§ WHAT YOU WILL DO:
Tally the lines below that contain the word "display", and give only that number.
*** Block opens ***
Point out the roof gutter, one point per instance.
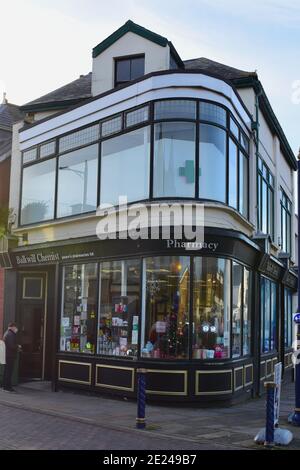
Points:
(266, 108)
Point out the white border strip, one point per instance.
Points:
(162, 86)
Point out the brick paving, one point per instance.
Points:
(36, 418)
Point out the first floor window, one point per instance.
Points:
(119, 308)
(79, 308)
(211, 308)
(77, 181)
(286, 209)
(165, 326)
(268, 315)
(265, 199)
(212, 158)
(174, 159)
(38, 190)
(125, 162)
(288, 318)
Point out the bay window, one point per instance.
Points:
(77, 181)
(174, 159)
(125, 162)
(38, 192)
(286, 221)
(212, 171)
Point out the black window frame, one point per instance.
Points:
(142, 258)
(129, 58)
(149, 122)
(285, 211)
(261, 180)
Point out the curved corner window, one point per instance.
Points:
(175, 109)
(38, 190)
(174, 159)
(211, 308)
(212, 171)
(165, 327)
(213, 113)
(77, 181)
(125, 162)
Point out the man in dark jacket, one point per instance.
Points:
(11, 348)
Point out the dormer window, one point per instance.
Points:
(129, 68)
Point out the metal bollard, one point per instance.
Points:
(269, 439)
(141, 399)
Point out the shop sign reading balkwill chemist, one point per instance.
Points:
(48, 258)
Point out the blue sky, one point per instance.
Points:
(45, 44)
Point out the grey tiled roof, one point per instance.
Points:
(76, 90)
(9, 114)
(215, 68)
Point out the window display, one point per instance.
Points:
(166, 307)
(78, 317)
(119, 308)
(211, 308)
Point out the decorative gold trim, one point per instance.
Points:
(269, 375)
(246, 384)
(115, 387)
(42, 288)
(221, 392)
(158, 392)
(87, 364)
(263, 363)
(234, 379)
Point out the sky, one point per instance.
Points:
(45, 44)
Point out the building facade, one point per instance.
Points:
(208, 322)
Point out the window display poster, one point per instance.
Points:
(134, 339)
(65, 322)
(161, 327)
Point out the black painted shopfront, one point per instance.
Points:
(208, 325)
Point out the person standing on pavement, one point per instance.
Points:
(11, 349)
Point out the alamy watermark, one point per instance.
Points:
(182, 225)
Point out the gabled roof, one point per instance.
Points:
(215, 68)
(9, 114)
(63, 97)
(129, 27)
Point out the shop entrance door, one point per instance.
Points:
(32, 325)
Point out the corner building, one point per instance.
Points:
(208, 324)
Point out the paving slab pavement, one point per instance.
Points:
(231, 427)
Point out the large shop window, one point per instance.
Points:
(241, 319)
(38, 189)
(288, 318)
(165, 327)
(212, 172)
(174, 159)
(125, 167)
(78, 316)
(211, 309)
(268, 296)
(286, 210)
(77, 182)
(119, 308)
(265, 199)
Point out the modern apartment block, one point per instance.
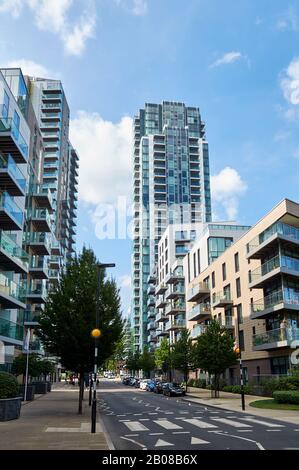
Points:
(184, 250)
(253, 288)
(30, 254)
(171, 185)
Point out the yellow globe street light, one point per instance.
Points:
(96, 333)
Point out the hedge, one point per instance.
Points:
(287, 396)
(9, 387)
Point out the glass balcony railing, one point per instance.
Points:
(9, 246)
(8, 163)
(8, 125)
(288, 334)
(11, 330)
(278, 228)
(12, 289)
(8, 204)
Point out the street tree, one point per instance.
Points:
(214, 352)
(182, 355)
(147, 361)
(70, 316)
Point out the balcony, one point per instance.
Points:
(11, 177)
(199, 311)
(40, 219)
(38, 267)
(222, 300)
(202, 289)
(273, 267)
(11, 216)
(12, 256)
(12, 294)
(175, 276)
(12, 141)
(160, 289)
(161, 302)
(151, 301)
(37, 292)
(39, 242)
(274, 339)
(174, 308)
(263, 242)
(175, 324)
(55, 262)
(11, 332)
(197, 330)
(274, 302)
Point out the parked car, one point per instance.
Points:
(143, 383)
(173, 389)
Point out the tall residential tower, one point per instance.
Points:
(171, 186)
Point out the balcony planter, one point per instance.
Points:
(10, 408)
(41, 388)
(30, 392)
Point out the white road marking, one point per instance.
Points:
(167, 424)
(230, 422)
(264, 423)
(196, 440)
(135, 426)
(161, 443)
(198, 423)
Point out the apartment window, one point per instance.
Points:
(198, 261)
(240, 314)
(224, 271)
(237, 264)
(238, 287)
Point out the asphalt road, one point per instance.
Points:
(139, 420)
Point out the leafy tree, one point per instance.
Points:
(163, 356)
(147, 361)
(34, 365)
(182, 356)
(214, 352)
(133, 361)
(70, 316)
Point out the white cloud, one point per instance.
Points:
(30, 68)
(125, 281)
(227, 187)
(228, 58)
(288, 21)
(105, 157)
(290, 82)
(54, 16)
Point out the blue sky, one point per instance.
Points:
(238, 61)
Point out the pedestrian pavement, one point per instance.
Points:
(52, 422)
(232, 402)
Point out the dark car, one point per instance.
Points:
(158, 387)
(173, 389)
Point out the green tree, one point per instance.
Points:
(70, 316)
(163, 356)
(182, 355)
(214, 352)
(147, 361)
(34, 365)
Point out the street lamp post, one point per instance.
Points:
(240, 362)
(96, 333)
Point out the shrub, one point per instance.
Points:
(9, 387)
(287, 396)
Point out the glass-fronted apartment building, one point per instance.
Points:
(31, 255)
(171, 185)
(252, 288)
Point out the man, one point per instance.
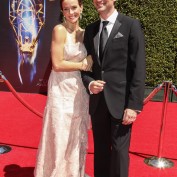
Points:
(116, 86)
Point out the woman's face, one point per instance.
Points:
(71, 10)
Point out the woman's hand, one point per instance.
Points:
(87, 63)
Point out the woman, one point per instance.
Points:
(63, 144)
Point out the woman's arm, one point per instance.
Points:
(57, 55)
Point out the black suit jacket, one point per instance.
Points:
(122, 67)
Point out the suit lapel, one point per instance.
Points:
(113, 32)
(96, 40)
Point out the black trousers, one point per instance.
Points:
(111, 143)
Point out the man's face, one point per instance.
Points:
(104, 6)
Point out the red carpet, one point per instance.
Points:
(20, 129)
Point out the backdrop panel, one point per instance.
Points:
(25, 38)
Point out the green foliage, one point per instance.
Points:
(159, 23)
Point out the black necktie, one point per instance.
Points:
(103, 39)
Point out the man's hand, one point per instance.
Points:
(129, 116)
(97, 86)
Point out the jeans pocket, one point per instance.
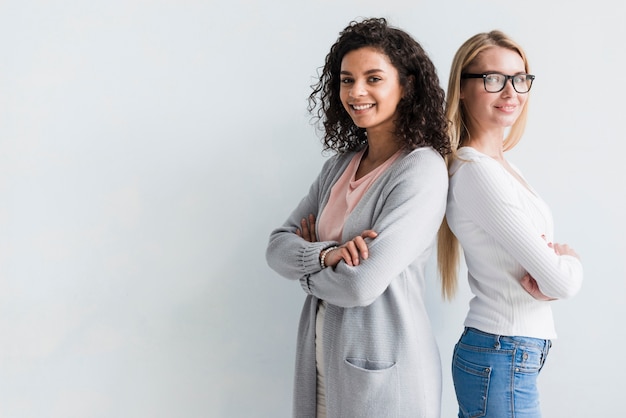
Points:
(471, 384)
(529, 360)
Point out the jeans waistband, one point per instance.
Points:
(498, 341)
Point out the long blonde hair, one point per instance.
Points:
(448, 248)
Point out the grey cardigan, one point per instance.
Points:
(380, 353)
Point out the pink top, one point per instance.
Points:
(345, 195)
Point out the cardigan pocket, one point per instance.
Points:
(369, 388)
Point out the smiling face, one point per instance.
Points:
(370, 89)
(492, 111)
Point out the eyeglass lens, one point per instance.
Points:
(496, 82)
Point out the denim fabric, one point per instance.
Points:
(496, 376)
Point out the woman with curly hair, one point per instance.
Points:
(359, 241)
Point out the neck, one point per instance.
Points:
(380, 148)
(489, 144)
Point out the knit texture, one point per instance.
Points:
(381, 358)
(500, 222)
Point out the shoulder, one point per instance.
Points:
(467, 160)
(424, 159)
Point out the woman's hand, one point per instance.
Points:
(352, 252)
(530, 285)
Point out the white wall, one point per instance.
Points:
(148, 147)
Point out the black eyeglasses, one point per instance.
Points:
(495, 82)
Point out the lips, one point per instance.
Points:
(507, 107)
(362, 107)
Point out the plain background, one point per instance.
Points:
(148, 148)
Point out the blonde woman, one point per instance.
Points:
(505, 231)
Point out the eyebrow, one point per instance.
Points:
(372, 71)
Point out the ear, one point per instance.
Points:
(410, 85)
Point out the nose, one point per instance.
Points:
(508, 89)
(358, 89)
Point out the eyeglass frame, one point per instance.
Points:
(506, 78)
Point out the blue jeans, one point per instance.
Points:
(496, 376)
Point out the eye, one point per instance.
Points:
(520, 79)
(494, 79)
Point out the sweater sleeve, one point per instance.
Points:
(411, 207)
(484, 194)
(290, 255)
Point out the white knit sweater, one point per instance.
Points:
(500, 223)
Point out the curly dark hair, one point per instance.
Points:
(420, 113)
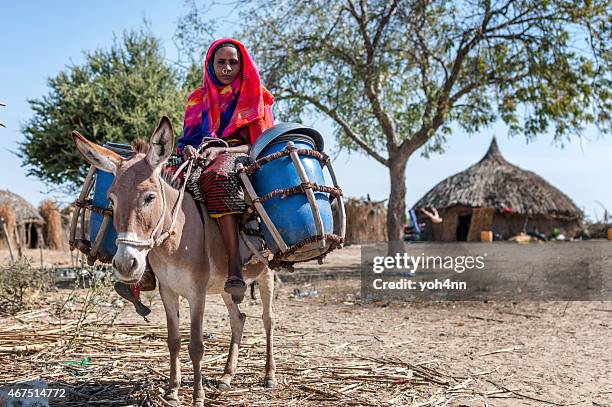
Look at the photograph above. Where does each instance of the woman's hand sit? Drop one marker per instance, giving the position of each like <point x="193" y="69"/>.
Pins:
<point x="433" y="215"/>
<point x="189" y="152"/>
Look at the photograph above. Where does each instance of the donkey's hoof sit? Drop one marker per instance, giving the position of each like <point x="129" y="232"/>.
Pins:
<point x="223" y="386"/>
<point x="171" y="398"/>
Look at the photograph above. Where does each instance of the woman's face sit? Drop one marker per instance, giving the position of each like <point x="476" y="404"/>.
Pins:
<point x="227" y="64"/>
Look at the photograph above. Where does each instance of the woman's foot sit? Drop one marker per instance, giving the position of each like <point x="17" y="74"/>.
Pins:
<point x="236" y="287"/>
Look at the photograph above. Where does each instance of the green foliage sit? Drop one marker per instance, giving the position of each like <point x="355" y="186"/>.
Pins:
<point x="21" y="284"/>
<point x="116" y="95"/>
<point x="396" y="75"/>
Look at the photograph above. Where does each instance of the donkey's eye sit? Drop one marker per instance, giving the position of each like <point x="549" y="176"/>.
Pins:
<point x="149" y="198"/>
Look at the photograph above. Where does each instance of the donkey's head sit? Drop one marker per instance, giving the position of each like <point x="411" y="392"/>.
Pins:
<point x="136" y="196"/>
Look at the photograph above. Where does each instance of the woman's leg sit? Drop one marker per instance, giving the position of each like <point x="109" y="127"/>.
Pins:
<point x="235" y="283"/>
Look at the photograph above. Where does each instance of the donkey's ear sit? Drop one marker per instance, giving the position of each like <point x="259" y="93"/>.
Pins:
<point x="162" y="142"/>
<point x="98" y="156"/>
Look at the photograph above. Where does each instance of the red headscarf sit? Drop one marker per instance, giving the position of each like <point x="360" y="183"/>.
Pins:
<point x="205" y="105"/>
*** Block closes ***
§ TASK SOLUTION:
2